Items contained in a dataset
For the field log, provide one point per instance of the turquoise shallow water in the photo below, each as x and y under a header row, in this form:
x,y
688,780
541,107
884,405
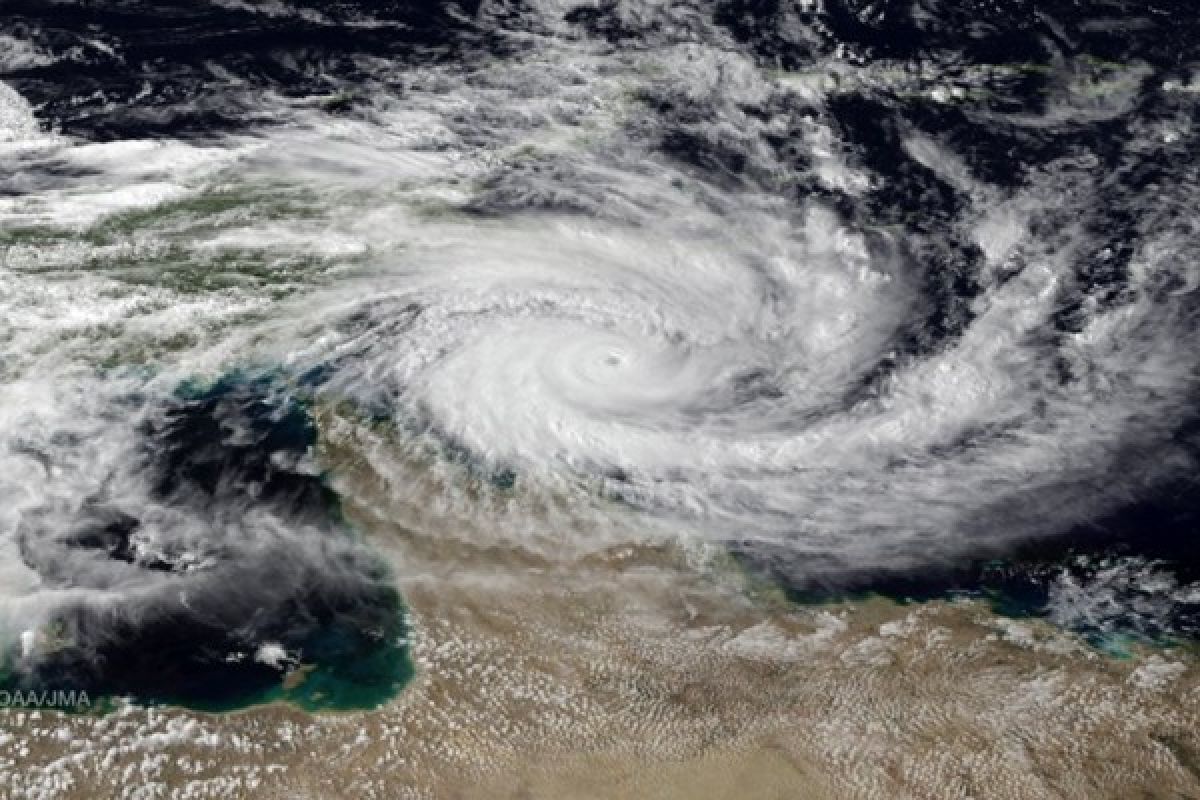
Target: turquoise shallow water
x,y
289,605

[Aim] Reproduce every item above, substituting "emerald" for each occurrence of "turquoise" and leaving everything else unchanged. Omit the pictures from your answer.

[Exercise output]
For the field log, provide one point per instance of the emerald shallow water in the photo below, each as x and y under a header row, in this form:
x,y
688,780
541,107
884,405
Target: emerald shallow water
x,y
289,605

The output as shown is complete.